Leave every picture out. Set down all the lines below exactly.

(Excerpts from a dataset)
━━━━━━━━━━━━━━━━━━━━━━━━━━━━━━

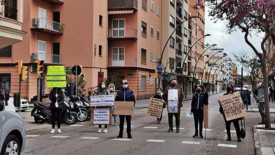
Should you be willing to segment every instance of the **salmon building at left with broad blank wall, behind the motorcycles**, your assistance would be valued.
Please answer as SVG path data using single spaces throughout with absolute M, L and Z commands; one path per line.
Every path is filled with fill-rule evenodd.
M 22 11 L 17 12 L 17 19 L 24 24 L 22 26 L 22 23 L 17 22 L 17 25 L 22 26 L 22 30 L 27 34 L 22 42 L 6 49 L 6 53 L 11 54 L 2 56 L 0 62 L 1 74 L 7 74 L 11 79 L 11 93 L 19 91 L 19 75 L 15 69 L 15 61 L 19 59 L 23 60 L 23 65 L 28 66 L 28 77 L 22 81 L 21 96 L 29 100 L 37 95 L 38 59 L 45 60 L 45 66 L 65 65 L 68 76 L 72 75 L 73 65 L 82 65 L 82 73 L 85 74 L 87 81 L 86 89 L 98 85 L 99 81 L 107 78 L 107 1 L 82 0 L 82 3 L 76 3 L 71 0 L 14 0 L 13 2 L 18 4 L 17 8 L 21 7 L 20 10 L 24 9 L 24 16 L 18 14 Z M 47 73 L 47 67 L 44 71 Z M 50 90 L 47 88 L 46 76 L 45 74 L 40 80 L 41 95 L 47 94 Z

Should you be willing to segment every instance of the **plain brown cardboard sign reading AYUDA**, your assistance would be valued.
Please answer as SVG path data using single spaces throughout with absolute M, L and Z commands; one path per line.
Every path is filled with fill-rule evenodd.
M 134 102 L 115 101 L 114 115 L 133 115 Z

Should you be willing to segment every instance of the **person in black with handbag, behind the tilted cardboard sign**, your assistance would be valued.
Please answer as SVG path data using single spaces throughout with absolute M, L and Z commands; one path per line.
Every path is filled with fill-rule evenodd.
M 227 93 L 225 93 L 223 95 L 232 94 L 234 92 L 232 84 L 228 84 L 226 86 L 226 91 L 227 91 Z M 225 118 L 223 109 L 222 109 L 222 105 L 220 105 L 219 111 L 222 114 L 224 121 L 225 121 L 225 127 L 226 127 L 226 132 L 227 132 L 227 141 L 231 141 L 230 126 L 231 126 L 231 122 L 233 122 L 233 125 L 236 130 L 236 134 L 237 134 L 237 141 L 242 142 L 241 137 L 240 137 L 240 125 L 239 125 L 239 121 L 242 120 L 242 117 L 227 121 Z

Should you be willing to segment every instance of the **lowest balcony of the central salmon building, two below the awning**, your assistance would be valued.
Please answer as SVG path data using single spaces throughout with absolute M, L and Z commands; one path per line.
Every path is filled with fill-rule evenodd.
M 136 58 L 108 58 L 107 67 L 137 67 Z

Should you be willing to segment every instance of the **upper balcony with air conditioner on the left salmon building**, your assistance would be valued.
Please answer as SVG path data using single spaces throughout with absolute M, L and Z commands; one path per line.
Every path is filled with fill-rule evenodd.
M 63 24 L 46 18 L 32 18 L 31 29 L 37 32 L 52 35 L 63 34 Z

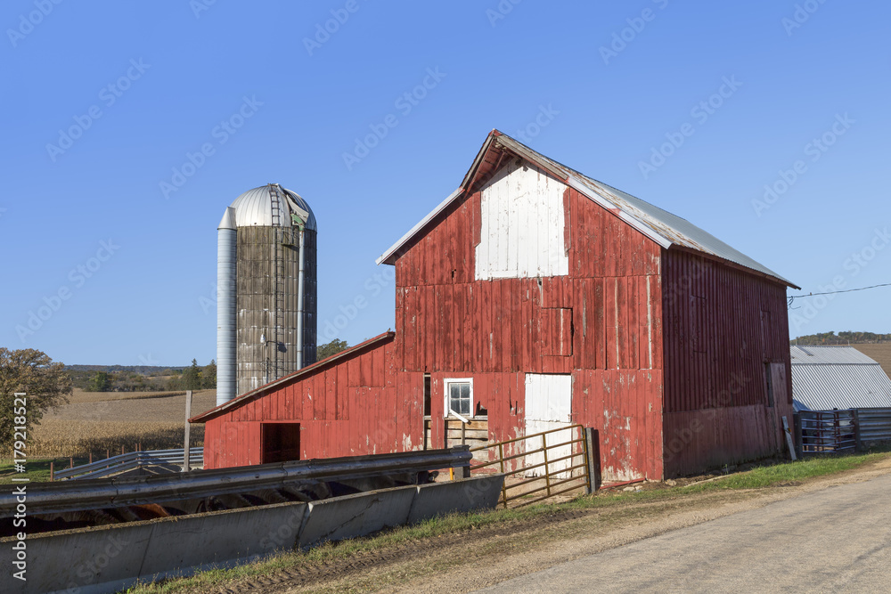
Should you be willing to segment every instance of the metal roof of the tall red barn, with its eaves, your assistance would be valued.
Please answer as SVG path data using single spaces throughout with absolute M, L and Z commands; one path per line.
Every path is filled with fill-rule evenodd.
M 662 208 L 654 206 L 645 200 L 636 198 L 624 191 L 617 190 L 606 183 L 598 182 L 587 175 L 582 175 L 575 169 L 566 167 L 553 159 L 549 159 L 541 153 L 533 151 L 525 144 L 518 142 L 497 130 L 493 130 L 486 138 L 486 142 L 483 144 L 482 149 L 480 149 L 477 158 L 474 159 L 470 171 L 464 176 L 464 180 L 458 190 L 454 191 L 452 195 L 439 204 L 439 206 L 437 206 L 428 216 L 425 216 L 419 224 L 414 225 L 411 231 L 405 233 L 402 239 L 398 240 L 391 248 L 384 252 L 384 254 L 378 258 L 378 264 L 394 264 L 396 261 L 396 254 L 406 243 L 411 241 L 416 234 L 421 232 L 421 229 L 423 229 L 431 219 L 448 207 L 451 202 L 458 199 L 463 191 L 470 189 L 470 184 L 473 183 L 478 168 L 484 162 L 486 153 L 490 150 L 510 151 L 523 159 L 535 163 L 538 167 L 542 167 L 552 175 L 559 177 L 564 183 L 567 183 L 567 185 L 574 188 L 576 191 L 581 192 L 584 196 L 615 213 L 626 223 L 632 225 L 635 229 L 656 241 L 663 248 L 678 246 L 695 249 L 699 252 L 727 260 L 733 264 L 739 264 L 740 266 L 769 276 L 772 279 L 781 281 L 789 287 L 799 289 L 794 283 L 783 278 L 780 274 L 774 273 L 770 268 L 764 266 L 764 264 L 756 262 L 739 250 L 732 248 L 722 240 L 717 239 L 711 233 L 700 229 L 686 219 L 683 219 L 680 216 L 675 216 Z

━━━━━━━━━━━━━━━━━━━━━━━━━━━━━━

◆ Written response:
Should you be willing to segment every instance of the **salmon building at left with broad blank wall, behind the motorcycles**, your assistance would be valued.
Please answer as SVG path data using single spaces throughout with absolute M, L and Z commands; one path per line.
Every path is filled with fill-rule evenodd.
M 22 11 L 17 12 L 17 19 L 24 24 L 22 26 L 22 23 L 17 22 L 17 25 L 22 26 L 22 30 L 27 34 L 22 42 L 6 49 L 6 53 L 11 54 L 2 56 L 0 62 L 1 74 L 7 74 L 11 79 L 11 93 L 19 91 L 19 75 L 15 69 L 15 61 L 19 59 L 23 60 L 23 65 L 28 66 L 28 77 L 22 81 L 21 96 L 29 100 L 37 95 L 38 59 L 45 60 L 45 66 L 65 65 L 68 76 L 72 75 L 73 65 L 82 65 L 82 73 L 85 74 L 87 81 L 86 89 L 98 85 L 99 81 L 107 78 L 107 1 L 82 0 L 82 3 L 76 3 L 71 0 L 14 0 L 13 2 L 18 4 L 17 8 L 21 7 L 20 10 L 24 9 L 24 16 L 18 14 Z M 47 73 L 47 67 L 44 71 Z M 50 90 L 47 88 L 46 76 L 45 74 L 40 80 L 41 95 L 47 94 Z

Should you be willing to segment every instance of the **plain brown cardboard sign reading AYUDA**, your assistance would be valued.
Please answer as SVG path data using single spaces throughout with absolute M, L and Z commands; one path per line.
Every path is filled with fill-rule evenodd.
M 134 102 L 115 101 L 114 115 L 133 115 Z

Should you be willing to segment every instance of the **person in black with handbag, behind the tilted cardboard sign**, your assistance would be valued.
Please answer as SVG path data using single spaces throughout with absolute M, L and Z commands; one path per line.
Every path is filled with fill-rule evenodd.
M 227 93 L 225 93 L 223 95 L 232 94 L 234 92 L 232 84 L 228 84 L 226 86 L 226 91 L 227 91 Z M 225 118 L 223 109 L 222 109 L 222 105 L 220 105 L 219 111 L 222 114 L 224 121 L 225 121 L 225 127 L 226 127 L 226 132 L 227 132 L 227 141 L 231 141 L 230 126 L 231 126 L 231 122 L 233 122 L 233 125 L 236 130 L 236 134 L 237 134 L 237 141 L 242 142 L 241 137 L 240 137 L 240 125 L 239 125 L 239 121 L 242 120 L 242 117 L 227 121 Z

Should you be willing to segment every instance of the **lowest balcony of the central salmon building, two below the awning**, your assistance would be valued.
Please answer as SVG path data using single spaces throughout with absolute M, L and Z commands; one path per line.
Every path is filled with fill-rule evenodd.
M 136 58 L 108 58 L 107 67 L 137 67 Z

Should you be willing to segment every instance of the **upper balcony with air conditioner on the left salmon building**, your assistance would be valued.
Please answer as SVG path data using single spaces throughout with absolute M, L and Z commands; one path per line.
Every path is filled with fill-rule evenodd.
M 63 24 L 46 18 L 32 18 L 31 29 L 37 32 L 52 35 L 63 34 Z

Should you be willing to segment every instance of the metal roof of the tall red barn, with its eaves, your assistance would be valued.
Please answer as SVG path data using single spaces throughout with absolute M, L and Z commands; one path per line.
Every path is filled with fill-rule evenodd.
M 662 208 L 654 206 L 645 200 L 636 198 L 624 191 L 617 190 L 606 183 L 598 182 L 587 175 L 582 175 L 575 169 L 566 167 L 553 159 L 549 159 L 541 153 L 533 151 L 525 144 L 518 142 L 497 130 L 493 130 L 486 138 L 486 142 L 483 144 L 482 149 L 480 149 L 477 158 L 474 159 L 470 171 L 464 176 L 464 180 L 458 190 L 454 191 L 452 195 L 439 204 L 439 206 L 437 206 L 428 216 L 425 216 L 419 224 L 414 225 L 411 231 L 405 233 L 402 239 L 398 240 L 391 248 L 384 252 L 384 254 L 378 258 L 378 264 L 394 264 L 396 261 L 396 254 L 406 243 L 411 241 L 416 234 L 421 232 L 421 229 L 423 229 L 431 219 L 448 207 L 451 202 L 458 199 L 463 191 L 470 189 L 470 184 L 473 183 L 478 168 L 484 162 L 486 153 L 490 150 L 510 151 L 523 159 L 535 163 L 538 167 L 542 167 L 552 175 L 559 177 L 564 183 L 567 183 L 567 185 L 574 188 L 576 191 L 581 192 L 584 196 L 615 213 L 626 223 L 632 225 L 635 229 L 656 241 L 663 248 L 678 246 L 695 249 L 699 252 L 727 260 L 733 264 L 739 264 L 740 266 L 769 276 L 772 279 L 781 281 L 789 287 L 799 289 L 794 283 L 783 278 L 780 274 L 774 273 L 770 268 L 764 266 L 764 264 L 756 262 L 739 250 L 732 248 L 722 240 L 717 239 L 711 233 L 700 229 L 686 219 L 683 219 L 680 216 L 675 216 Z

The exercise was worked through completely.